## BEGIN

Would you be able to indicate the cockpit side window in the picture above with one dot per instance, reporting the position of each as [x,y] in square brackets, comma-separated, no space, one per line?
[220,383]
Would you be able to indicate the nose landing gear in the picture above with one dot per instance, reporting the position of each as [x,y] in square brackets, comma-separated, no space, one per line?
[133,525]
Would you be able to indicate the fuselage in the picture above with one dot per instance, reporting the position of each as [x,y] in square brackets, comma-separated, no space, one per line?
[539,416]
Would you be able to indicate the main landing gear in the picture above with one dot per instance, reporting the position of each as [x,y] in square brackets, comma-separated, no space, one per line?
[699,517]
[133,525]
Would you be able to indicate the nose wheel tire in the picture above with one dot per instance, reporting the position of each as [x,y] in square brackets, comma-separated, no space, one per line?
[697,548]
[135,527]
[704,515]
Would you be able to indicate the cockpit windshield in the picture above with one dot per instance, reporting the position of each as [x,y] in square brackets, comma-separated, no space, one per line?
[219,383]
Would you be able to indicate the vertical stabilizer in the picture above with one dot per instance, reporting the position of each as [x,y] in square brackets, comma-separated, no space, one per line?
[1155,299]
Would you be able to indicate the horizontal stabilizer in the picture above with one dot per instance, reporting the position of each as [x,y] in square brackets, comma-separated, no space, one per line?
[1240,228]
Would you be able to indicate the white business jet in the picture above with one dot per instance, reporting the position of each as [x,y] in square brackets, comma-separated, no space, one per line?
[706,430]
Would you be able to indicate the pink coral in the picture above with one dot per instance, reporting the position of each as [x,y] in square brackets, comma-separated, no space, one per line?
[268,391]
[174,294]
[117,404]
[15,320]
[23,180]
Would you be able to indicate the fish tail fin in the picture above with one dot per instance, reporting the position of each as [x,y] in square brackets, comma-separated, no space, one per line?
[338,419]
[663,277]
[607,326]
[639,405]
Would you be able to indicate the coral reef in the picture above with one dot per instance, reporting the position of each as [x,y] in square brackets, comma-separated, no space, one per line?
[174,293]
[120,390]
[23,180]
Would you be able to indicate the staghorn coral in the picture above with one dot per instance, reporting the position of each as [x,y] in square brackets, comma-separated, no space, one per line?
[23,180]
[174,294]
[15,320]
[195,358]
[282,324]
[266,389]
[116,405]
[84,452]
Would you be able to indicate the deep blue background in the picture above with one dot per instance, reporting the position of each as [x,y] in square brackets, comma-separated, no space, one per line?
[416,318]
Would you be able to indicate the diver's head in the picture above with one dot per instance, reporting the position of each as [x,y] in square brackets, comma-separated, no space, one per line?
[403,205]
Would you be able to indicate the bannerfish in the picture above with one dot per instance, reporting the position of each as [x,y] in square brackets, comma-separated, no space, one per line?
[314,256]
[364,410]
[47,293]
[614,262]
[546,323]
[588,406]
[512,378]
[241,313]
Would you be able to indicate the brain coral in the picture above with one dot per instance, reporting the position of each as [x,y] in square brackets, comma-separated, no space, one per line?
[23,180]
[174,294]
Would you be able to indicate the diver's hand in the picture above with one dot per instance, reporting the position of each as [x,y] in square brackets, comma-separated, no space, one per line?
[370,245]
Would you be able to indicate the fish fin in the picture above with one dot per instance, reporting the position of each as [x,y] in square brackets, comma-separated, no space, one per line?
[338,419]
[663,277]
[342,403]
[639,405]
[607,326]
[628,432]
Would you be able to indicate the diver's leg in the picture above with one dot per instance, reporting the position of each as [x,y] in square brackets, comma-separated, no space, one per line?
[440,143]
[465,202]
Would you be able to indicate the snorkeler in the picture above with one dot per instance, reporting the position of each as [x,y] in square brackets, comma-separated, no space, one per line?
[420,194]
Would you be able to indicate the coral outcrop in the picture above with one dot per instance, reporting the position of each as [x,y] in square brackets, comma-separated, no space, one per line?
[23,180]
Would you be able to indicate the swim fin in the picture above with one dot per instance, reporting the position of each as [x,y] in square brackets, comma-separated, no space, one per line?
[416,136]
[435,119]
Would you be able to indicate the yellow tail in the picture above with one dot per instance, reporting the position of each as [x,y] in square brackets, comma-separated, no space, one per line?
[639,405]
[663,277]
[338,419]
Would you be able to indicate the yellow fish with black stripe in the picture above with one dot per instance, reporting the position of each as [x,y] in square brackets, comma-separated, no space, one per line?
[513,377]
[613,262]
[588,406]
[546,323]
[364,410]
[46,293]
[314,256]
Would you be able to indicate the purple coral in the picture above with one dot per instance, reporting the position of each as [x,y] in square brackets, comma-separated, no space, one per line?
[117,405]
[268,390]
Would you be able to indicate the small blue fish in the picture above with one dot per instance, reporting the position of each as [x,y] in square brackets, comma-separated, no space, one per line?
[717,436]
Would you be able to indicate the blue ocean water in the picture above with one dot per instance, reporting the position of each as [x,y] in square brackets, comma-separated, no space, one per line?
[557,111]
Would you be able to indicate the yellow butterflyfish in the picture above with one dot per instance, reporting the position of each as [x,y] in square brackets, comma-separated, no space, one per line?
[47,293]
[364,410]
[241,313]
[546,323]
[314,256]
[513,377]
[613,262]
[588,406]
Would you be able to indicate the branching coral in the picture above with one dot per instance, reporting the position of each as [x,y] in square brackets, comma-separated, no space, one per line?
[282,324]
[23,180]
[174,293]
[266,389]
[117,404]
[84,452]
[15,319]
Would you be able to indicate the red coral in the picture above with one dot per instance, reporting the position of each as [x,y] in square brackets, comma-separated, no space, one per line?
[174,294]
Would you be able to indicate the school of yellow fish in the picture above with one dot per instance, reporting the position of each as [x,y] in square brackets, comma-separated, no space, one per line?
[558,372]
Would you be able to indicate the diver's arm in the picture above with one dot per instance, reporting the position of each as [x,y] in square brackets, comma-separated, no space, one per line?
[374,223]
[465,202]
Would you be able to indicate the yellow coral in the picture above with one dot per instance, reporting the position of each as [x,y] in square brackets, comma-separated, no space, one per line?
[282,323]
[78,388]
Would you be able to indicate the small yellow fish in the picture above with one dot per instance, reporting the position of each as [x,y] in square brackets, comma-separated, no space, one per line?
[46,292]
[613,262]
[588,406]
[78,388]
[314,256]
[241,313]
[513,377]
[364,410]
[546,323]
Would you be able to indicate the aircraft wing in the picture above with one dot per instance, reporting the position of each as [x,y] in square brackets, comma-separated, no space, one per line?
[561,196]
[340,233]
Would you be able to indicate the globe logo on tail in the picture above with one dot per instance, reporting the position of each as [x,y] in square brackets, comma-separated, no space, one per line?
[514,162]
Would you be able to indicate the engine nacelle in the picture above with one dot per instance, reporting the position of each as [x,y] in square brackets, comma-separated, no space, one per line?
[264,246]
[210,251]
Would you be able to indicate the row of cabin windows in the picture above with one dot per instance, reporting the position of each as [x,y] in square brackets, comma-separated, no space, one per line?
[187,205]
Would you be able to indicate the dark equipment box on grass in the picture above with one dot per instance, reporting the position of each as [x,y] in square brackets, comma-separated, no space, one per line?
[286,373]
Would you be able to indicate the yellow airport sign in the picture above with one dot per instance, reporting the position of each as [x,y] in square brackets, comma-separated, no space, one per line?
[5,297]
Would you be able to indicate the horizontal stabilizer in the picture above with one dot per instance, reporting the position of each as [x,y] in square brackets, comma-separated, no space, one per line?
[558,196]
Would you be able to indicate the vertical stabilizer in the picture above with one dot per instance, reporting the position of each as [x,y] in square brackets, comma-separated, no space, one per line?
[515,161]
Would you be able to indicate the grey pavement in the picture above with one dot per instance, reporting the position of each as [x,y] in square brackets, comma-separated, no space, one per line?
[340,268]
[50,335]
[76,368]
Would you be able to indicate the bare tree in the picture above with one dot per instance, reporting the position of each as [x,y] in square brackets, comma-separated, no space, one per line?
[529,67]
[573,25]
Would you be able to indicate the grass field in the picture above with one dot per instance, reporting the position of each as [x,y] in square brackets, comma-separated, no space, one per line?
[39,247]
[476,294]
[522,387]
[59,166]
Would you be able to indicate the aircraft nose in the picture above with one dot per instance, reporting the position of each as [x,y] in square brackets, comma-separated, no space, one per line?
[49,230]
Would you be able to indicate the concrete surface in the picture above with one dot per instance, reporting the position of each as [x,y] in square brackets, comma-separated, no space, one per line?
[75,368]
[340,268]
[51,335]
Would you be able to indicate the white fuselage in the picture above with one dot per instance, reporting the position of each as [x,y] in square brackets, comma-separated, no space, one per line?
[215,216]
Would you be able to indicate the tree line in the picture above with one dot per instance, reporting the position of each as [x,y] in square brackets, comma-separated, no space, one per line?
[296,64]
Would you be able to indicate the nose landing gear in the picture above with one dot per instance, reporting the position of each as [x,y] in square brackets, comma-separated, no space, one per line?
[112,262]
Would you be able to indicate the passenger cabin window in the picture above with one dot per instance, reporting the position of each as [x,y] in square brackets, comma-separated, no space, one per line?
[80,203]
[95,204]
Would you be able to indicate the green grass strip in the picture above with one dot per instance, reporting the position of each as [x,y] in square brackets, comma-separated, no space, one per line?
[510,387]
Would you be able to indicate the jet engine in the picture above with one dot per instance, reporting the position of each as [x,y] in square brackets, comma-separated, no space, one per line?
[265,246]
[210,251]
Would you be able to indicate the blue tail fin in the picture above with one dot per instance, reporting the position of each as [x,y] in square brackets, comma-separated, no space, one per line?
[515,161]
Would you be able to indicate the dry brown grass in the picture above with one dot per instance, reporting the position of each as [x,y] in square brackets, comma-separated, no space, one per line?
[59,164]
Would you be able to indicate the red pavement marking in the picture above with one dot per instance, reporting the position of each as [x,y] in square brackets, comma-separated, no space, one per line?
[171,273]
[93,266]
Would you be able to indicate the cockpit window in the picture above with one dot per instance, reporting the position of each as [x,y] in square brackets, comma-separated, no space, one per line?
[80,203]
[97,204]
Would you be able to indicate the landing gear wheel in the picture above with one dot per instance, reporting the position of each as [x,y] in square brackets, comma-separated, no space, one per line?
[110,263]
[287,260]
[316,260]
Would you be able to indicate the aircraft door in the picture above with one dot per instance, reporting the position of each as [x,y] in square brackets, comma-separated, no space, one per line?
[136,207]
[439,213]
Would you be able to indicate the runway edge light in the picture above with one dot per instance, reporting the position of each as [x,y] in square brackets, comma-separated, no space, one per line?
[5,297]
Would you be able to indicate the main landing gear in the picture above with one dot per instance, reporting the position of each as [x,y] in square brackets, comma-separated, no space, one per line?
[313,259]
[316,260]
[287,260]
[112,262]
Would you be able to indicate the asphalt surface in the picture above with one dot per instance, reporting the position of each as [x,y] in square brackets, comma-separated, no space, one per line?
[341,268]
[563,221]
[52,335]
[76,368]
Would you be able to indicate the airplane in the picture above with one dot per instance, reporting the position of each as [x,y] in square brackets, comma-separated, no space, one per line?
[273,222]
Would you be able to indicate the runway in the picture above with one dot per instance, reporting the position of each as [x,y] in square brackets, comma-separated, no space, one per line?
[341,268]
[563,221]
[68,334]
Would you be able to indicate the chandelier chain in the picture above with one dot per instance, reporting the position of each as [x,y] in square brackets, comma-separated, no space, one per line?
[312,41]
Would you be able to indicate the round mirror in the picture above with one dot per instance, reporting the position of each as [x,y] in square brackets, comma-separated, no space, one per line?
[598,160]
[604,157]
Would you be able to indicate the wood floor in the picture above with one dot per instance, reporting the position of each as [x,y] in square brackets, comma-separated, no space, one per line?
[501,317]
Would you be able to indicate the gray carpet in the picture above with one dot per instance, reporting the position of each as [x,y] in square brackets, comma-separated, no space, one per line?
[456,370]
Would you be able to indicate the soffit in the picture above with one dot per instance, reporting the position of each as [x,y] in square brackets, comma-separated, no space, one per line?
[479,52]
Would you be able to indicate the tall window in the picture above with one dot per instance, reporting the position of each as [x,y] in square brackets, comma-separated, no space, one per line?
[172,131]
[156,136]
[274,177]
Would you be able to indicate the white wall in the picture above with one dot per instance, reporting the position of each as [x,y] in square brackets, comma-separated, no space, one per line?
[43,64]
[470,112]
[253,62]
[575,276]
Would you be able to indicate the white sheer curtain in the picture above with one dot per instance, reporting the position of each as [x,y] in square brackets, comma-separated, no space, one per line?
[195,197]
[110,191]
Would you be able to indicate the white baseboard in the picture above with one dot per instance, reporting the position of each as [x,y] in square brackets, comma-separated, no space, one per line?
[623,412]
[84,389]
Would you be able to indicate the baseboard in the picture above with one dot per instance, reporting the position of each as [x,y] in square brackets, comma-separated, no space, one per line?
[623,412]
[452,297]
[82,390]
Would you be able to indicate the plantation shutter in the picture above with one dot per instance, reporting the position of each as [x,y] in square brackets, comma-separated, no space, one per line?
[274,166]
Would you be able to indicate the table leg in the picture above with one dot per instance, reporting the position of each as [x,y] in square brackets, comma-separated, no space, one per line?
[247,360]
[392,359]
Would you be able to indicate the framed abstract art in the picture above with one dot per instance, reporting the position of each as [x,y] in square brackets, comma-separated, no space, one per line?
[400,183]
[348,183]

## END

### Exercise task
From the line holding "Would you be able to indicate the baseboard" through the last line above, reproduce each line exactly and add nothing.

### Reply to the exercise
Would you be able to indicate the baseboard in the picture above with one dot per instance, reporting the position of each as [x,y] in square brackets, comma-separated, no space, one per line?
[623,412]
[452,297]
[82,390]
Would you be able to indicate the plantation shutter in the picture above with one dot per instance, reporting the position of each as [x,y] in square brackets, comma-separated, no space, one per line?
[274,166]
Would you be able to indicate the table leg in the picture above with one dot per instance, reporting the position of each as [x,y] in square brackets, comma-separated, no space, one per line?
[247,360]
[392,359]
Would you be able to indicate the framed abstract art in the picture above with one dot per instance, reporting the position of each as [x,y] in square brackets, comma-separated, no space, one per line?
[400,183]
[348,183]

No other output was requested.